= Passage shown =
The Federal Communications Commission, along with the Justice Department, announced Monday that it will approve Charter Communications Inc.’s acquisition of Time Warner Cable Inc. as long as the newly formed company agrees to several strict restrictions.
Shalini Ramachandran and John D. McKinnon of The Wall Street Journal had the day’s news:
Federal regulators are poised to approve Charter Communications Inc.’s $55 billion acquisition of Time Warner Cable Inc., but they will force the merged company to live up to stringent obligations that don’t apply to its bigger rivals.
Under a deal with the U.S. Justice Department and Federal Communications Commission, Charter agreed to abandon for seven years several common industry practices that the government feared could threaten the growth of rival online video providers such as Netflix Inc. and Hulu. The company agreed not to impose data caps or charge broadband Internet customers based on data usage, practices that have riled customers.
Charter will also be required to build out its broadband access to two million homes, which would compel it to compete against other cable companies in some markets, according to a person familiar with the matter. That would be a significant move for an industry that has divvied itself up geographically.
The conditions, which were outlined by the Justice Department and FCC on Monday, shackle the combined company from threatening the emerging streaming video economy at a time when consumers are increasingly dependent on broadband access in their everyday lives for services and entertainment. Yet, many homes have limited choice in Internet providers, leaving them at the mercy of local companies’ pricing and speeds.
Gene Kimmelman, chief executive of consumer interest group Public Knowledge, said the conditions were “a clear signal to the content industry and entertainment companies that the enforcement agencies are giving them a green light to grow online video and experiment as a direct competitor to cable, and they will prevent cable from interfering.”

= Work to complete =
Can you carry the article on the Charter–Time Warner Cable merger approval forward from where it stops? The rows that come next are separate material with no connection to the merger article.

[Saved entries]
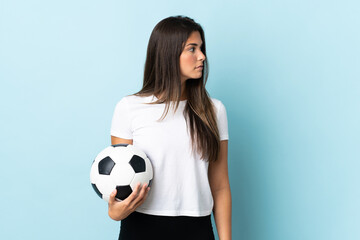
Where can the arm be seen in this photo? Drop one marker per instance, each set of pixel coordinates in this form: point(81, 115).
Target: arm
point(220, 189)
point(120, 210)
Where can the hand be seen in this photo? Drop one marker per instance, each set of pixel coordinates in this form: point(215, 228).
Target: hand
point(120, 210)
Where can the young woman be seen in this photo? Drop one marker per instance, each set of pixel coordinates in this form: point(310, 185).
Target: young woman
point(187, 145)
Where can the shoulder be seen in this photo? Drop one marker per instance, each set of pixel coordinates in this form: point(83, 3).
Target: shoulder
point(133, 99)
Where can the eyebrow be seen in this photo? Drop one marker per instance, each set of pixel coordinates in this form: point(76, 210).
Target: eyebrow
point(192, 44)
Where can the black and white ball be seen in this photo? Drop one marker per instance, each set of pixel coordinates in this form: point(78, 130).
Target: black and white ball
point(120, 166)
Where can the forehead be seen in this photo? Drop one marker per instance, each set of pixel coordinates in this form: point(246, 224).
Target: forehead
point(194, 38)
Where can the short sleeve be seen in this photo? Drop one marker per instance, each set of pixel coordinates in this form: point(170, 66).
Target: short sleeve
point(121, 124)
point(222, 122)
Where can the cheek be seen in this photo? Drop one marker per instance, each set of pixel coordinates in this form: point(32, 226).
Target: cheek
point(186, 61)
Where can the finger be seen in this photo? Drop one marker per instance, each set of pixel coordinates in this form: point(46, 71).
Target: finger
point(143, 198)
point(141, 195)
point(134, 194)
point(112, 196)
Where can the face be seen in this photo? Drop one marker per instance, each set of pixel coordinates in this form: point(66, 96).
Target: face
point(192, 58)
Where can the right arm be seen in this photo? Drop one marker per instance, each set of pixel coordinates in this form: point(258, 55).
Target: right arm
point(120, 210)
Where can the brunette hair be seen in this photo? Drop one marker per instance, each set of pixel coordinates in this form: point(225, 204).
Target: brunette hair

= Result of the task =
Cecilia Kang and Emily Steel of The New York Times included comments from consumer groups who are fearful about what will happen once these companies receive full approval:
Others criticized the F.C.C.’s conditions of approval as overreaching. “At first blush, it appears that the commission may have operated well outside the four corners of the merger application to pursue unrelated matters and policies,” Michael O’Rielly, a Republican commissioner for the agency, said in a statement.
Some consumer advocates also opposed any approval of the deals, fearing that a combined entity would eliminate competition and increase prices for customers.
“Creating broadband monopoly markets raises consumer costs, kills competition, and points a gun at the heart of the news and information that democracy depends upon,” Michael Copps, a former Democratic member of the F.C.C. and a special adviser to the Common Cause public interest group, wrote in an email. “F.C.C. approval of this unnecessary merger would be an abandonment of its public interest responsibilities.”
The F.C.C. has the broad mandate of protecting the public interest, which gives it the ability to create conditions that may seem unrelated to antitrust reviews but could make a deal good for consumers, said Gene Kimmelman, a former antitrust official at the Justice Department who is now president of Public Knowledge, a nonprofit media advocacy group.
“Offering to extend their broadband footprint and offer subsided broadband to some low income customers furthers existing F.C.C. policy efforts and serves the public interest,” he said.
Meg James of the Los Angeles Times explained how the cable industry is shifting:
Pay-TV operators are bulking up to better withstand shifting consumer behavior.
Last summer, AT&T acquired DirecTV, based in El Segundo, in a $49-billion merger that catapulted the phone giant into becoming the nation’s largest pay-TV provider, with 26 million customers.
Frontier Communications completed its $10.5-billion purchase of Verizon’s wire line, broadband Internet and FiOS TV businesses in California, Texas and Florida and took over Verizon’s operations on April 1. That has led to many consumer complaints about dropped service and other problems.
The Charter-Time Warner Cable-Bright House deal was announced about four weeks after Comcast Corp.’s ambitious bid for Time Warner Cable collapsed under government scrutiny. Federal regulators signaled that they would block the Comcast-Time Warner Cable combination because they did not want one company to control so many broadband Internet connections.
Charter will dramatically expand its geographic service area and has said it will achieve $800 million in synergies annually from the deal. Los Angeles is viewed as an important market, which Charter will look to dominate by consolidating its operations with the much larger Time Warner Cable.